━━━ Fragmento del documento ━━━

En la cultura judeo-cristiana, la
comisión de una falta lleva aparejada, para su condonación, la necesaria
reparación en la forma que la justicia o la sociedad civil tengan establecida.
En términos religiosos, eso se llama penitencia, cumplida la cual, el reo
–voluntario o accidental- queda libre de toda mancha. En términos sociales,
pasa lo mismo. El infractor, cumple la pena que el organismo correspondiente le
haya infringido y queda completamente limpio, exactamente igual que antes de
cometer el desafuero.

━━━ Entradas listadas ━━━

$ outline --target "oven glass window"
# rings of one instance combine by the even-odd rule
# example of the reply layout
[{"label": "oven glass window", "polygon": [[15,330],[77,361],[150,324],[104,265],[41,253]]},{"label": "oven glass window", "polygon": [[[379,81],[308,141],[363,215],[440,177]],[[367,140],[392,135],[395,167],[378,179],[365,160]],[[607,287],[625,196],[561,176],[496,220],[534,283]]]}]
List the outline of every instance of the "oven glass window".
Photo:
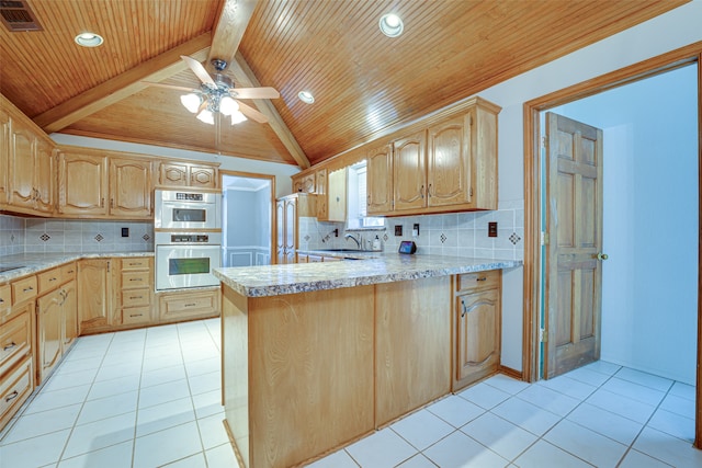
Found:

━━━

Tarea indicada
Transcribe del fragmento sobre la penitencia el pasaje que va desde "En la cultura" hasta "cometer el desafuero.", ambos incluidos.

Respuesta de la tarea
En la cultura judeo-cristiana, la
comisión de una falta lleva aparejada, para su condonación, la necesaria
reparación en la forma que la justicia o la sociedad civil tengan establecida.
En términos religiosos, eso se llama penitencia, cumplida la cual, el reo
–voluntario o accidental- queda libre de toda mancha. En términos sociales,
pasa lo mismo. El infractor, cumple la pena que el organismo correspondiente le
haya infringido y queda completamente limpio, exactamente igual que antes de
cometer el desafuero.